— EXTRACTED MATERIAL —
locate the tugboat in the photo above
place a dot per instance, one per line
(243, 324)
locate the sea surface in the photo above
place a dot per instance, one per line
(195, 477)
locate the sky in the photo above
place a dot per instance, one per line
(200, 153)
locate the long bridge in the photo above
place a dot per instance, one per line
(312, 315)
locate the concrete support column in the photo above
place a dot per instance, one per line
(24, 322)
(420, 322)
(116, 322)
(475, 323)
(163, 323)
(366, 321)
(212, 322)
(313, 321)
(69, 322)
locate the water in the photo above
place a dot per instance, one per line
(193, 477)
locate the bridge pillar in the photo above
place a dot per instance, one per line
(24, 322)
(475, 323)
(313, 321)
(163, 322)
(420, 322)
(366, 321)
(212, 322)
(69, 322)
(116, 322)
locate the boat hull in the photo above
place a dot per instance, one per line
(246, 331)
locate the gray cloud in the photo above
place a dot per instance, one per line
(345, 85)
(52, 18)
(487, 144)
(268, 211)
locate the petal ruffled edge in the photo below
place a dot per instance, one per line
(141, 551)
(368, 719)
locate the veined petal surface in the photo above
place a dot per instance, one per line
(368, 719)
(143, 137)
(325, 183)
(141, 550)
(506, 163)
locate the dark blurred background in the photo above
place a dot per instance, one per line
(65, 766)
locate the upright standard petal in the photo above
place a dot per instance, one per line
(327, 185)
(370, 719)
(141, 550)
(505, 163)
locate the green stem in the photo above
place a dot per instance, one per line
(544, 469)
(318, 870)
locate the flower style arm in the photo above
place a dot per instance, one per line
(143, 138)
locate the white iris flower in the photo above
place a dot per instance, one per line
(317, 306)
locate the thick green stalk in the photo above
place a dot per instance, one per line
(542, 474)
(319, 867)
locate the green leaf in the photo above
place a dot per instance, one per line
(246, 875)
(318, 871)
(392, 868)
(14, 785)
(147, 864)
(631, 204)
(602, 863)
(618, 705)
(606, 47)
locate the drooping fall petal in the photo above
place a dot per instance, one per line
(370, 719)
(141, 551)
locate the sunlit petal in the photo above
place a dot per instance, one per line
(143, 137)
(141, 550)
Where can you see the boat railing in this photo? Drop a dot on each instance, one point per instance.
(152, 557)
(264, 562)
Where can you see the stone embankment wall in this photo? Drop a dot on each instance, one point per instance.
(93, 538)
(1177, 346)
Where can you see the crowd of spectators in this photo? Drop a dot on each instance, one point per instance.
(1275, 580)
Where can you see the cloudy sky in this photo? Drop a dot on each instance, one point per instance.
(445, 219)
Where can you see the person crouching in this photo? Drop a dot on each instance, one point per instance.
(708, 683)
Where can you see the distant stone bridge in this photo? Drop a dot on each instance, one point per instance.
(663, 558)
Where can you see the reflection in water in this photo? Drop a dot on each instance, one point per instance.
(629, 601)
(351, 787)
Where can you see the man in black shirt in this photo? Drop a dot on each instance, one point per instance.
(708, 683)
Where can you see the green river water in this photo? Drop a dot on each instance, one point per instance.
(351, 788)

— ABOUT THIS TASK —
I would like you to report every line in the listing above that contains "surface".

— ANSWER AREA —
locate the sea surface in the photo above
locate the veined petal surface in the photo above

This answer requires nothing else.